Best practice for using GIT on a shared lab computer?

f95toli · Jan 12, 2022

Firstly, I don't expect there to a single good answer to this question. I've done some googling and it seems there are multiple options, but I am still interested in suggestions and/or what your experiences are.

We started using GIT (GITLab) a couple of years ago and it works well when we are developing SW (mainly Python for analyzing data, simulations etc ) on our office computers. However, much of the software we work on is used to control experiments in the lab. Our lab computers are (obviously) shared machines and we use a single account for all machines which everyone uses (you can't really log on or off in the middle of a measurement run and several people work on the same machines) .

My question is if someone has experience of using GIT in this scenario? If so, what is "best practice"?
We haven't really settled on a way of of working, and right now GIT Is essentially only being used as a backup system.
Obviously, this is not ideal and means that we are not really keeping track of changes.

I know we are not the only ones with this problem and after some searching I've found a number of partial workarounds. However, they all seem to be very inconvenient and/or using e.g. various Linux BASH scripts which is not really an option since we are using WIn10 machines.

I suspect a partial answer is to force the use of the -author parameter when committing,

e.g.
git commit --author="Someone Unknown <uknown@example.com>"

But ideally, I would like to be able to find a GIT Windows client that can handle this...

jedishrfu · Jan 12, 2022

There are no best practices that I know of. You should know how to clone/ fork a git project, how to checkin your changes and how push your changes to the master.

Sometimes things get out of sync and you’ll need to know how to get things resynced.

Sometimes your repo may get too large to checkin and you’ll have to rethink what you want saved by making a new repo. I had this issue saving large changing binary images which made a really large repo.

anorlunda · Jan 12, 2022

Is your problem that your uses conflict with others? Perhaps you need version N of some software, while others need version M.

f95toli · Jan 12, 2022

anorlunda said:

Is your problem that your uses conflict with others? Perhaps you need version N of some software, while others need version M.

================

Task goal: Reproduce the entire forum thread on using Git on a shared lab computer word for word. Rely on the thread alone.

Data extract:

================

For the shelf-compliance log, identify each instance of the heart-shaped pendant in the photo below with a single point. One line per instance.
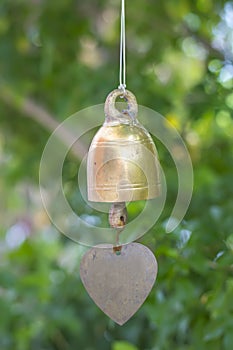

================

Solution:
Best practice for using GIT on a shared lab computer?

f95toli · Jan 12, 2022

Firstly, I don't expect there to a single good answer to this question. I've done some googling and it seems there are multiple options, but I am still interested in suggestions and/or what your experiences are.

We started using GIT (GITLab) a couple of years ago and it works well when we are developing SW (mainly Python for analyzing data, simulations etc ) on our office computers. However, much of the software we work on is used to control experiments in the lab. Our lab computers are (obviously) shared machines and we use a single account for all machines which everyone uses (you can't really log on or off in the middle of a measurement run and several people work on the same machines) .

My question is if someone has experience of using GIT in this scenario? If so, what is "best practice"?
We haven't really settled on a way of of working, and right now GIT Is essentially only being used as a backup system.
Obviously, this is not ideal and means that we are not really keeping track of changes.

I know we are not the only ones with this problem and after some searching I've found a number of partial workarounds. However, they all seem to be very inconvenient and/or using e.g. various Linux BASH scripts which is not really an option since we are using WIn10 machines.

I suspect a partial answer is to force the use of the -author parameter when committing,

e.g.
git commit --author="Someone Unknown <uknown@example.com>"

But ideally, I would like to be able to find a GIT Windows client that can handle this...

jedishrfu · Jan 12, 2022

There are no best practices that I know of. You should know how to clone/ fork a git project, how to checkin your changes and how push your changes to the master.

Sometimes things get out of sync and you’ll need to know how to get things resynced.

Sometimes your repo may get too large to checkin and you’ll have to rethink what you want saved by making a new repo. I had this issue saving large changing binary images which made a really large repo.

anorlunda · Jan 12, 2022

Is your problem that your uses conflict with others? Perhaps you need version N of some software, while others need version M.

f95toli · Jan 12, 2022

anorlunda said:

Is your problem that your uses conflict with others? Perhaps you need version N of some software, while others need version M.